◆ **PROBLEM 1**: Revise the list of Japan's food safety limits by writing out everything from "- Radioactive cesium: 200" down to "infant milk formula.", putting "baby foods" wherever "infant foods" appears.
◆ **PROBLEM 2**:
Answer these questions from the list of Japan's food safety limits:
(a) What is the limit for iodine-131 in drinking water, milk and dairy products?
(b) What is the limit for uranium in infant foods?
(c) Above what level should materials not be used as the basis for powdered infant milk formula?

◆ **PASSAGE FOR REVIEW**:
- - - -

Here are the safety limits set by Japan's Food Safety Commission and reported by Bloomberg:
- Iodine-131: 300 Bq/kg for drinking water, milk and dairy products. 2,000 Bq/kg for vegetables except for root vegetables and tubers.
- Radioactive cesium: 200 Bq/kg for drinking water, milk and dairy products. 500 Bq/kg for vegetables, grains, meat, eggs and fish.
- Uranium: 20 Bq/kg for infant foods, drinking water, milk and dairy products, 100 Bq/kg for vegetables, grains, meat, eggs and fish.
- Alpha-emitting nuclides of plutonium and transuranic elements: 1 Bq/kg for infant foods, drinking water, milk and dairy products. 10 Bq/kg for vegetables, grains, meat, eggs and fish.
Materials exceeding 100 Bq/kg should not be used as the basis for powdered infant milk formula.

- - - -

(Items from a data source)
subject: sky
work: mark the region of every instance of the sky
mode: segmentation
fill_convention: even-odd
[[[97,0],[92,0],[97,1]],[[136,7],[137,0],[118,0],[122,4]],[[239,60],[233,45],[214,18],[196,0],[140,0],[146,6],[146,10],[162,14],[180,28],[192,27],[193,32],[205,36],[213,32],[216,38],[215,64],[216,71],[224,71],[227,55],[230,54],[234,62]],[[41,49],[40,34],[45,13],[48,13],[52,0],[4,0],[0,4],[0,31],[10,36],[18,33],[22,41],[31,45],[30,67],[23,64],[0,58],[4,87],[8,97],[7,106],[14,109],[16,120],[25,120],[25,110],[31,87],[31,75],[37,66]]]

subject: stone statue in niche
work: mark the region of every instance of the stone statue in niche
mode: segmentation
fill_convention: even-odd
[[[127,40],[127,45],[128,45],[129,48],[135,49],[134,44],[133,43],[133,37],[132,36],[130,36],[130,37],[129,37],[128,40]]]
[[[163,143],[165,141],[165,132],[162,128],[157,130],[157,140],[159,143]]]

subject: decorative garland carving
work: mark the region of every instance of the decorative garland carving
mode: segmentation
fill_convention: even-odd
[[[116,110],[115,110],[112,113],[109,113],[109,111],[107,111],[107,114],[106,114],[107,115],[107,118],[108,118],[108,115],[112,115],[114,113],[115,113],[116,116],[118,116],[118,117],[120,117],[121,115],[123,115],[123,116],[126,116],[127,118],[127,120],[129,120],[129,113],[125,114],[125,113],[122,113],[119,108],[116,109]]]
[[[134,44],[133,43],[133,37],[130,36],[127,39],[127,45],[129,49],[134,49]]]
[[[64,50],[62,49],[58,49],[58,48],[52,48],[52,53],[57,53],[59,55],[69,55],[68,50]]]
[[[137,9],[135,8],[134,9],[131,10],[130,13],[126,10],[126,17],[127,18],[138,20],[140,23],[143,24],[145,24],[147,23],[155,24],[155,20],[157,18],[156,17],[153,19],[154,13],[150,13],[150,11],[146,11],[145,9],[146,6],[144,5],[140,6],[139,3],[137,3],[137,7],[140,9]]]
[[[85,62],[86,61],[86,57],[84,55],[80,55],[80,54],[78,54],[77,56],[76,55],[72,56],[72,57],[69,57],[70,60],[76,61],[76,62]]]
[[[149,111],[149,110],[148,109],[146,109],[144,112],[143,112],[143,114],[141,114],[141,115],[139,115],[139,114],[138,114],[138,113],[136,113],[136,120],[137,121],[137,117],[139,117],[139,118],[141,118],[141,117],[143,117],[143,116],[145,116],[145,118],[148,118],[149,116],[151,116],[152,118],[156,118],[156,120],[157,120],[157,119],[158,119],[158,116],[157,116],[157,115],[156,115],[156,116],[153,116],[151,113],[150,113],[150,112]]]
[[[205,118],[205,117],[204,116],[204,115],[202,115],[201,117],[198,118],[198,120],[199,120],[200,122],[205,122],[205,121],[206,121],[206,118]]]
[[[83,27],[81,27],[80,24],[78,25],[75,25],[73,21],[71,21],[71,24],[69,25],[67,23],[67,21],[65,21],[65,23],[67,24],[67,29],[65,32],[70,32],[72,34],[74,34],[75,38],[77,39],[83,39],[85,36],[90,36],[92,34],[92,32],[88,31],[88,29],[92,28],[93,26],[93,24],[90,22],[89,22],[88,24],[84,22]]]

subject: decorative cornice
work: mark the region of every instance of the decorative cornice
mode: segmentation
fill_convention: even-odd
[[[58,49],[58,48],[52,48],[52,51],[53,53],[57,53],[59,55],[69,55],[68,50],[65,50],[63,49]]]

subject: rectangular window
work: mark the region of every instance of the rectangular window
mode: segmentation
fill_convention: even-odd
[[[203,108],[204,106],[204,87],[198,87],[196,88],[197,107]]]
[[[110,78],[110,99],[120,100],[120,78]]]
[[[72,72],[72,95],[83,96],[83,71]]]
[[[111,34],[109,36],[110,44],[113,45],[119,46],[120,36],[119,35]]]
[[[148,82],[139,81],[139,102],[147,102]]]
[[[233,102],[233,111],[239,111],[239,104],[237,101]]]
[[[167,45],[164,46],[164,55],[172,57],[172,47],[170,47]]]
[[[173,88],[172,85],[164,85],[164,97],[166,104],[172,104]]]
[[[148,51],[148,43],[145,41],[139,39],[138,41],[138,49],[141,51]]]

- - - -

◆ **ANSWER SECTION 1**:
- Radioactive cesium: 200 Bq/kg for drinking water, milk and dairy products. 500 Bq/kg for vegetables, grains, meat, eggs and fish.
- Uranium: 20 Bq/kg for baby foods, drinking water, milk and dairy products, 100 Bq/kg for vegetables, grains, meat, eggs and fish.
- Alpha-emitting nuclides of plutonium and transuranic elements: 1 Bq/kg for baby foods, drinking water, milk and dairy products. 10 Bq/kg for vegetables, grains, meat, eggs and fish.
Materials exceeding 100 Bq/kg should not be used as the basis for powdered infant milk formula.

◆ **ANSWER SECTION 2**:
(a) 300 Bq/kg
(b) 20 Bq/kg
(c) 100 Bq/kg